Your assignment: Lines from the beginning of the entries up to and including the one with "Target: pink impatiens flower" must be duplicated word for word; leave out all others.

Exercise material:
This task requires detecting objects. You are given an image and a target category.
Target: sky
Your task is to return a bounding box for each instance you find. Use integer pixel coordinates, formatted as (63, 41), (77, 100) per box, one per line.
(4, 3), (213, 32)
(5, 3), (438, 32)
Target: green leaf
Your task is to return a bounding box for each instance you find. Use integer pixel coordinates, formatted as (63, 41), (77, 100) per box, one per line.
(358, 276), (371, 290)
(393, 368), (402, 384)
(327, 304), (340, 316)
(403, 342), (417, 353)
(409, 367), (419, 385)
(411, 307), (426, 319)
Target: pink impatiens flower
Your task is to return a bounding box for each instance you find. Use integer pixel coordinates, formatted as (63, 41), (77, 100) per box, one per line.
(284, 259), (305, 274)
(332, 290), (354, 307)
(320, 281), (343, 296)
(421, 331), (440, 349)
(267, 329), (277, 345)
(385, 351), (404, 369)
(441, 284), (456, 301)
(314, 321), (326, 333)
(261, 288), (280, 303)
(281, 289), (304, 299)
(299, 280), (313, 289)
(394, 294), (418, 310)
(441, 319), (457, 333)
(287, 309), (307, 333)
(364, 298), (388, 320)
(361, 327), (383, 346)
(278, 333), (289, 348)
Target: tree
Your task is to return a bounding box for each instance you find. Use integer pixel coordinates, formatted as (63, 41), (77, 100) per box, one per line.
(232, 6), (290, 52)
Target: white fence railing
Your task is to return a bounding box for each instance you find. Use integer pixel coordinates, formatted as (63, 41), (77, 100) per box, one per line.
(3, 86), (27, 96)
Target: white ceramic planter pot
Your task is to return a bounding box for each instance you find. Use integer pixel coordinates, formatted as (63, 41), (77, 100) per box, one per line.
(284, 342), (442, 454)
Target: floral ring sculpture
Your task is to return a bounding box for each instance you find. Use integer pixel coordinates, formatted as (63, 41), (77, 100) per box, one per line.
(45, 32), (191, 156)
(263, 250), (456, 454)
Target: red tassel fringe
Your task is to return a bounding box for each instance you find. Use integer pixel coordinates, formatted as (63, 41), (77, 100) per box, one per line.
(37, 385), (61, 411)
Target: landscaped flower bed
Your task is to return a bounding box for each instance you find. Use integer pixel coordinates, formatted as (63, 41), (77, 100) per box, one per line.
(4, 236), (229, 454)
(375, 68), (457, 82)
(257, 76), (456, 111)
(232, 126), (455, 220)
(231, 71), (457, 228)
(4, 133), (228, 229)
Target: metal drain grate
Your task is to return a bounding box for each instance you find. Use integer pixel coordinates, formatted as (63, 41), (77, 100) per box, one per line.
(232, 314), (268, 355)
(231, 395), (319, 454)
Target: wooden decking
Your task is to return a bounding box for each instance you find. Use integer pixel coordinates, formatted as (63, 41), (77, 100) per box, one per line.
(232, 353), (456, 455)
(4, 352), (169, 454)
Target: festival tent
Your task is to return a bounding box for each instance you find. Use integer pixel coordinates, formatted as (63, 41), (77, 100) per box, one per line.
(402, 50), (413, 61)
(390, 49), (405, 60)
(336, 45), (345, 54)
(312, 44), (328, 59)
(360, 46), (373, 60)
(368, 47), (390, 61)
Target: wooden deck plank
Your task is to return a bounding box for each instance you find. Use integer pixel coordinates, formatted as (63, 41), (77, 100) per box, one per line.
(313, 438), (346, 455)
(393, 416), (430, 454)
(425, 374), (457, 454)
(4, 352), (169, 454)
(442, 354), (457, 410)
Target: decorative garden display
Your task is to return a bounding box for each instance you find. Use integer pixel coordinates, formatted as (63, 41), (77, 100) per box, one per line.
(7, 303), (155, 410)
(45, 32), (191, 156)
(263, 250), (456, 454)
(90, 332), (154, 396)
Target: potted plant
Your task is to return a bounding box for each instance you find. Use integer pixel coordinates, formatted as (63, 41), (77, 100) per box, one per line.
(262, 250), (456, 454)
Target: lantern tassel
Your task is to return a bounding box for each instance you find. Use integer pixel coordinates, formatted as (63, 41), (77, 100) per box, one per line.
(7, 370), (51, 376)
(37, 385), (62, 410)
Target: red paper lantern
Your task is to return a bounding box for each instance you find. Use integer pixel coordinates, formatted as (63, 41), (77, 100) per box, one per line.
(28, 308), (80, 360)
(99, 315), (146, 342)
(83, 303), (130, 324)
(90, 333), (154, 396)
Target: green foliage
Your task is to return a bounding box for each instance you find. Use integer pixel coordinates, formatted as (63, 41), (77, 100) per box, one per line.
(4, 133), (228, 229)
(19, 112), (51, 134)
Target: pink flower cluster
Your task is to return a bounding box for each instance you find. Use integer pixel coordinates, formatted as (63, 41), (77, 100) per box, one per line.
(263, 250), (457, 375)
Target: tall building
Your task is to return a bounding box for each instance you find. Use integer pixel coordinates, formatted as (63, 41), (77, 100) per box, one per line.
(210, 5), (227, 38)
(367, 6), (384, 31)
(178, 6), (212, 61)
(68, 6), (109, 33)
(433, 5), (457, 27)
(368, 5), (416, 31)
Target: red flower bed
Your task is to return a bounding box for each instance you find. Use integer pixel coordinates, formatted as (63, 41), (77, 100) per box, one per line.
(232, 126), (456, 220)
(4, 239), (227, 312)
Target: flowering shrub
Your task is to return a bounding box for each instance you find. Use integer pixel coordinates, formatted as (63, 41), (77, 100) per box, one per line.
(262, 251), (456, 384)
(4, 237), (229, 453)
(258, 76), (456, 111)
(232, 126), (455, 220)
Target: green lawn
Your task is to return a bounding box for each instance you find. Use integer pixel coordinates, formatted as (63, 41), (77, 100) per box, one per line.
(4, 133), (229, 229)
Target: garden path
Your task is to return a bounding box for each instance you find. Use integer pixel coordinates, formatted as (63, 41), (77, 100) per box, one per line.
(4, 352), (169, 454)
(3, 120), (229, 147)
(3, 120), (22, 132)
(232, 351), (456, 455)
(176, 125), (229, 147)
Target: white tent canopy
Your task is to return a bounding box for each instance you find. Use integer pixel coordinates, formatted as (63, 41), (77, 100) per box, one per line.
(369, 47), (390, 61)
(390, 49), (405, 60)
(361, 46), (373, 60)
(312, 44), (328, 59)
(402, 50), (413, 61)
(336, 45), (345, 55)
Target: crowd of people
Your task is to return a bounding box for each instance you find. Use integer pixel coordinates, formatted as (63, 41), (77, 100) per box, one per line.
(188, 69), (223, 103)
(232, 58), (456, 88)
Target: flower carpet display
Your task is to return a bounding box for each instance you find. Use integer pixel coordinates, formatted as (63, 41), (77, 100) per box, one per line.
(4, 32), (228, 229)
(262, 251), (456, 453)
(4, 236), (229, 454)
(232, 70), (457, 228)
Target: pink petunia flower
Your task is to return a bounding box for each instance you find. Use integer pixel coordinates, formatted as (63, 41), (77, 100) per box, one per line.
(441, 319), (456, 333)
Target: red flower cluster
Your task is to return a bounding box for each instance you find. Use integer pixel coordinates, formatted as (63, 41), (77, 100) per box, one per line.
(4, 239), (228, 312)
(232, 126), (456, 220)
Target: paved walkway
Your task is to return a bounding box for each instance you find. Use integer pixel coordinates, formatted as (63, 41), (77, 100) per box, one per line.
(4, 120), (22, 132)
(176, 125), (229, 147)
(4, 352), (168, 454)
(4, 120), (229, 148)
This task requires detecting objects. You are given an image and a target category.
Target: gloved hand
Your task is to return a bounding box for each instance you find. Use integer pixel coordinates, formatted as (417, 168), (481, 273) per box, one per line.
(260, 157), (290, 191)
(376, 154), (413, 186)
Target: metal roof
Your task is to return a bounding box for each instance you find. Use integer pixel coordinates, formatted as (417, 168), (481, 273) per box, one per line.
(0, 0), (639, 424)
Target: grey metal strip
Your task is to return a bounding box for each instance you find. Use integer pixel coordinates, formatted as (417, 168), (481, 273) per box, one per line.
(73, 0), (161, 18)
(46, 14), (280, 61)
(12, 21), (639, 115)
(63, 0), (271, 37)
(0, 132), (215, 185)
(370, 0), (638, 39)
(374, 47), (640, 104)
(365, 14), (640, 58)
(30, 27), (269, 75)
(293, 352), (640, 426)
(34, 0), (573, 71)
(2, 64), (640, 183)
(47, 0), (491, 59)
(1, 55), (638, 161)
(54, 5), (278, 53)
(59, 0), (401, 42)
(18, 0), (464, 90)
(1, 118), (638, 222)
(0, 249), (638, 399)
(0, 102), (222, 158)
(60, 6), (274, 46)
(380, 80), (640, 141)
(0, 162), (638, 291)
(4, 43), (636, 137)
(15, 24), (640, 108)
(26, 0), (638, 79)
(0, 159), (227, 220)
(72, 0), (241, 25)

Answer section:
This task requires detecting objects. You are given an image and a target category.
Target: sky
Your task is to return a bounding box for each instance you find. Use integer pixel coordinates, formatted as (63, 41), (77, 100) per box, one per line.
(4, 3), (213, 32)
(5, 3), (438, 32)
Target: green leaf
Your task is to return a bounding box for each instance you find. Use integer pixel coordinates, formatted as (63, 41), (77, 100) per box, one per line.
(358, 276), (371, 290)
(393, 368), (402, 384)
(327, 304), (340, 316)
(403, 342), (417, 353)
(409, 367), (419, 385)
(411, 307), (426, 319)
Target: pink impatiens flower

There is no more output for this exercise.